→ Problem to solve:
Report how many lines in the rows below contain the string "green", treating uppercase and lowercase as distinct. Give only the number.

Rows from a pointing dataset:
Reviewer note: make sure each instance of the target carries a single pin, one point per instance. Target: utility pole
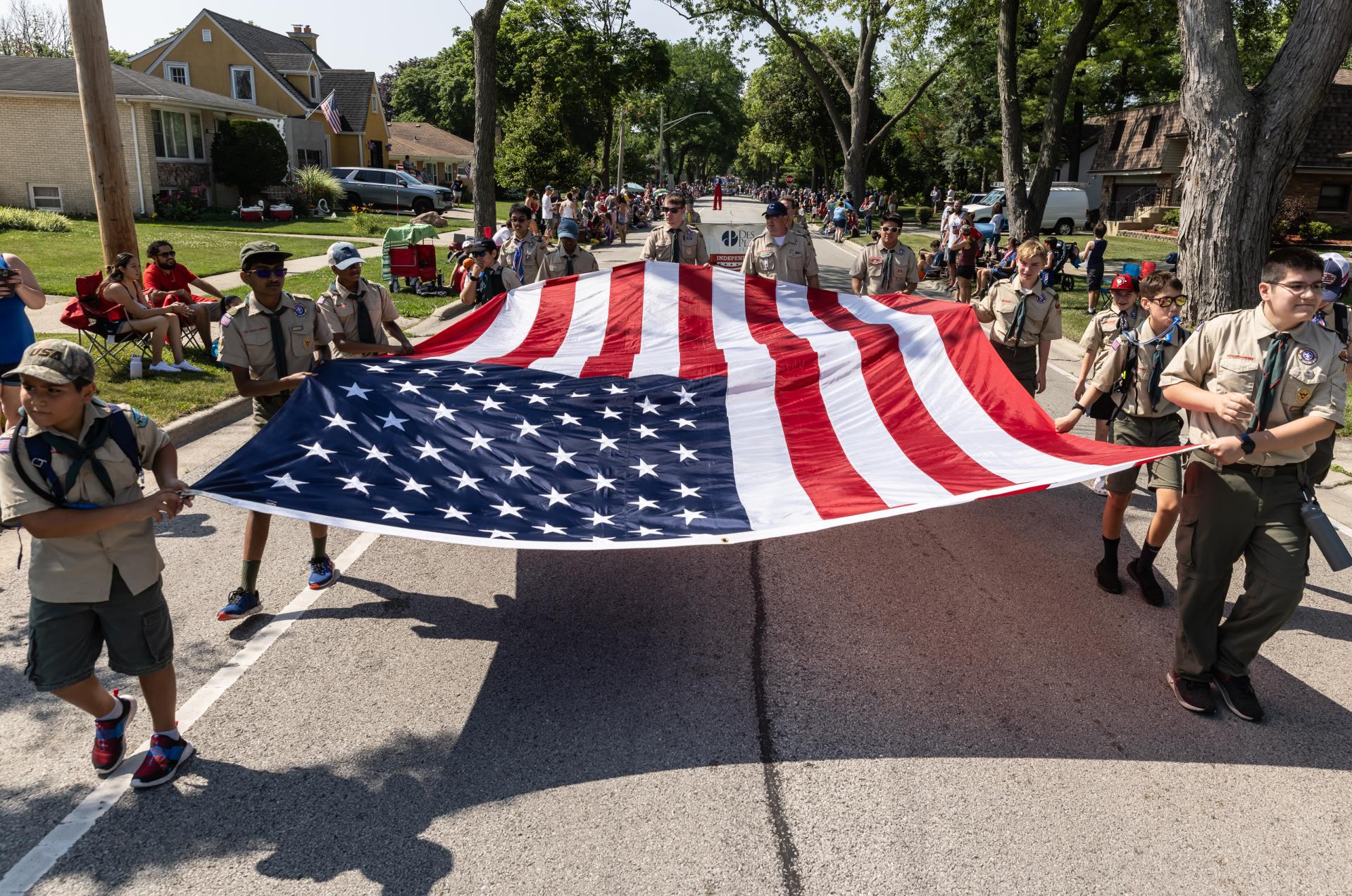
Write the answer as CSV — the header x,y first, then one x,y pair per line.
x,y
103,135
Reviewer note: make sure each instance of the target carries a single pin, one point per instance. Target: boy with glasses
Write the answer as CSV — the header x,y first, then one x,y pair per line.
x,y
272,343
672,238
887,264
1262,386
1129,374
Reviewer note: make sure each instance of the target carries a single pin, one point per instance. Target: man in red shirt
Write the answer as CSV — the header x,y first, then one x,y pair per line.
x,y
167,283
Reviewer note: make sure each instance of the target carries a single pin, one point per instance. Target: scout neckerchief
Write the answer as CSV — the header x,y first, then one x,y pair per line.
x,y
1274,370
365,329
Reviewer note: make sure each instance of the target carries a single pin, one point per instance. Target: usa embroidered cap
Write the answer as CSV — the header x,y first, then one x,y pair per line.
x,y
344,255
56,361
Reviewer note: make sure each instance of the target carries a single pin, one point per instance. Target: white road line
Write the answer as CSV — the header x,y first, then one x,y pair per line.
x,y
41,859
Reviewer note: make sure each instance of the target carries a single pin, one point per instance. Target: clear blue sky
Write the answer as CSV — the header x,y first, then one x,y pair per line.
x,y
352,34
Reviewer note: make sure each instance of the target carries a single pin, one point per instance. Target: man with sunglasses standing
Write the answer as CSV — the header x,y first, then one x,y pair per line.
x,y
272,343
887,264
674,239
524,249
1262,386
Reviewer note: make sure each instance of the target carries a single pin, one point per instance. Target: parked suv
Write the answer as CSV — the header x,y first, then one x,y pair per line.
x,y
391,189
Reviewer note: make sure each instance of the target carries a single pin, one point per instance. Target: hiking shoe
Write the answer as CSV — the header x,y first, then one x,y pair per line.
x,y
110,743
242,603
1191,695
163,761
1237,693
322,572
1144,576
1108,579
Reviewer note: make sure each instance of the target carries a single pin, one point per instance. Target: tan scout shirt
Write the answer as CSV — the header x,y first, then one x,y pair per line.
x,y
1041,321
65,571
1120,355
872,263
795,261
246,341
532,251
1101,332
1225,355
683,245
555,263
338,308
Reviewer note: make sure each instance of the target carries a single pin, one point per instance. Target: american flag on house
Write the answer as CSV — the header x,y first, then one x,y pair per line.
x,y
661,405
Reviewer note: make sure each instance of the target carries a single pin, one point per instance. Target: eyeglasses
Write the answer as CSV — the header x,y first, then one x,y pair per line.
x,y
1298,288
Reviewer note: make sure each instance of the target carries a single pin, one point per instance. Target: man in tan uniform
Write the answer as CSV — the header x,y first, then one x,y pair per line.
x,y
780,254
1025,318
358,313
1262,386
272,343
886,265
567,257
674,239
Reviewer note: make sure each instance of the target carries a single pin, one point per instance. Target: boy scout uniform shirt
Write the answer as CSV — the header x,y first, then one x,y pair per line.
x,y
79,569
246,341
795,261
1122,353
555,263
878,276
1225,355
1043,313
683,245
338,310
530,253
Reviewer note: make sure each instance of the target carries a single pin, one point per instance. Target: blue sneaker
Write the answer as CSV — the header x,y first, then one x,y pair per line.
x,y
242,603
322,574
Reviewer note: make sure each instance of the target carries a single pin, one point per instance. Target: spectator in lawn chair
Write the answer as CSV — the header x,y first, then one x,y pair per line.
x,y
168,283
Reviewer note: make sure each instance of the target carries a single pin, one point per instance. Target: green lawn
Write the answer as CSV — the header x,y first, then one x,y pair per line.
x,y
58,258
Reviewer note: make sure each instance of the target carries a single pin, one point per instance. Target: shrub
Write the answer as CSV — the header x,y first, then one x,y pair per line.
x,y
33,220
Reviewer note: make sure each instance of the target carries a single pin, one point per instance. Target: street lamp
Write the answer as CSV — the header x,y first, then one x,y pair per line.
x,y
661,130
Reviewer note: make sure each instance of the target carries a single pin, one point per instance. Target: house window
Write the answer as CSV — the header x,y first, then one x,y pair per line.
x,y
241,83
177,135
1117,134
1334,198
1152,130
45,198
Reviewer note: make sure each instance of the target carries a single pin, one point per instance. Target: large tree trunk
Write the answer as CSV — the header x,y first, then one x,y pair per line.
x,y
486,113
1243,144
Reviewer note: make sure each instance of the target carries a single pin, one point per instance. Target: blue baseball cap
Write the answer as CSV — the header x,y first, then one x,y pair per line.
x,y
344,255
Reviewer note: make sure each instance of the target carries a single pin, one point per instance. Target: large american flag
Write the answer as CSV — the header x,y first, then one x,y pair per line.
x,y
660,405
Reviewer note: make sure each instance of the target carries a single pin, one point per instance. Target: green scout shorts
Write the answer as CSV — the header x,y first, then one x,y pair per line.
x,y
1148,431
65,640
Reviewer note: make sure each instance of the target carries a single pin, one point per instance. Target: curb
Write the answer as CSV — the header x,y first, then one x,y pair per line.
x,y
202,422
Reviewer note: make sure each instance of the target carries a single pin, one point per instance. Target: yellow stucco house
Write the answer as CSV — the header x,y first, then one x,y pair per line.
x,y
280,72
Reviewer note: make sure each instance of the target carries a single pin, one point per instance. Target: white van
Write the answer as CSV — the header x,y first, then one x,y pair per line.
x,y
1067,208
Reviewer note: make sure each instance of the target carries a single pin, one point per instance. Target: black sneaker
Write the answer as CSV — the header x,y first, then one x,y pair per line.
x,y
1191,695
1106,576
1237,693
1151,591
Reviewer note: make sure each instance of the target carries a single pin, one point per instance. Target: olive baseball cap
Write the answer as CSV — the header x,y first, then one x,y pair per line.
x,y
260,251
56,361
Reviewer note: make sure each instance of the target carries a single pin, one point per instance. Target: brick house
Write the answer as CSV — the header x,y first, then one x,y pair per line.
x,y
1141,151
283,72
167,132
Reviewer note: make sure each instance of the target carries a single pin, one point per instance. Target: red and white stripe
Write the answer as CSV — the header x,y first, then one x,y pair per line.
x,y
840,407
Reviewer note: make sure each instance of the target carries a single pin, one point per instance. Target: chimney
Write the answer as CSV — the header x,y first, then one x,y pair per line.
x,y
303,34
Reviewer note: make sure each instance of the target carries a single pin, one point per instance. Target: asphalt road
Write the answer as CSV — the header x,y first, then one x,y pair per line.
x,y
941,702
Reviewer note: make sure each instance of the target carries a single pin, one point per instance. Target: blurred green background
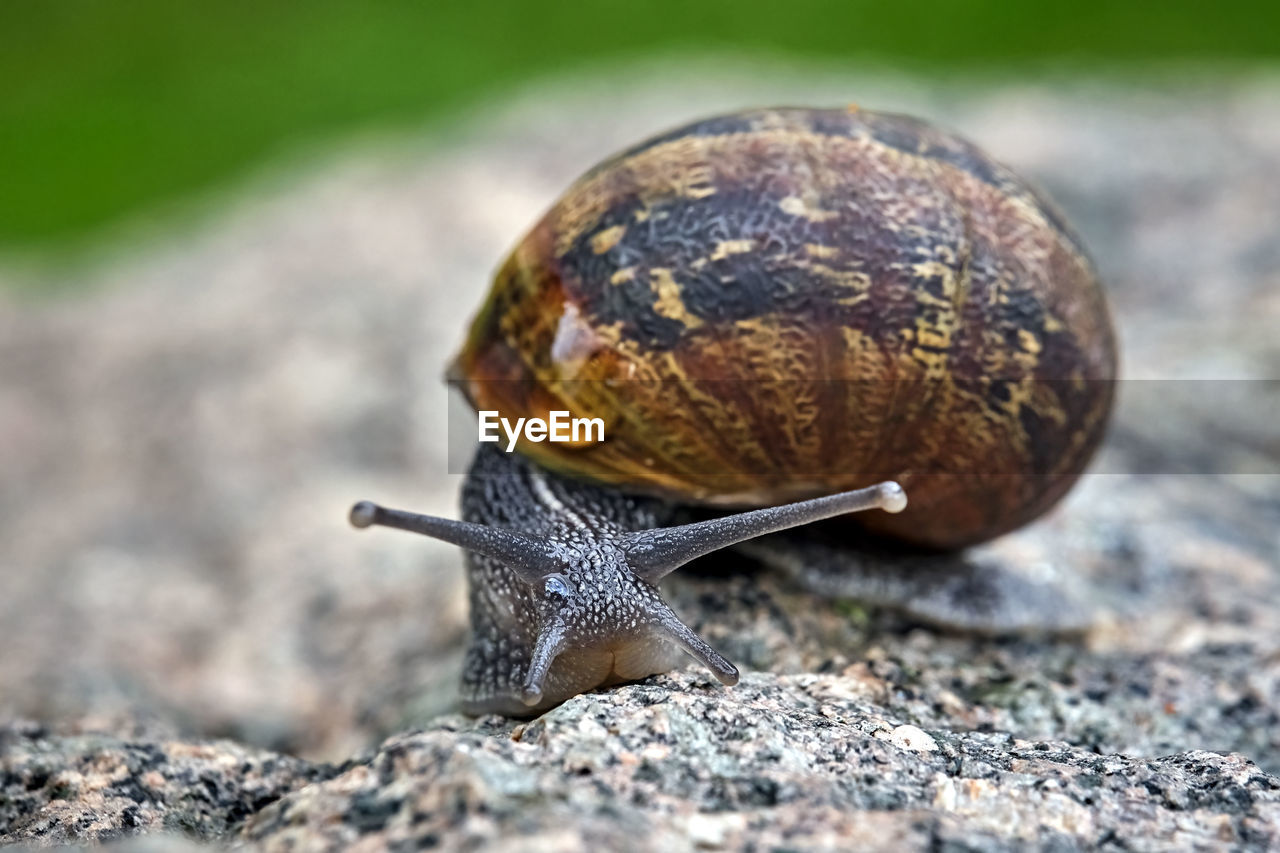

→ Exercise result:
3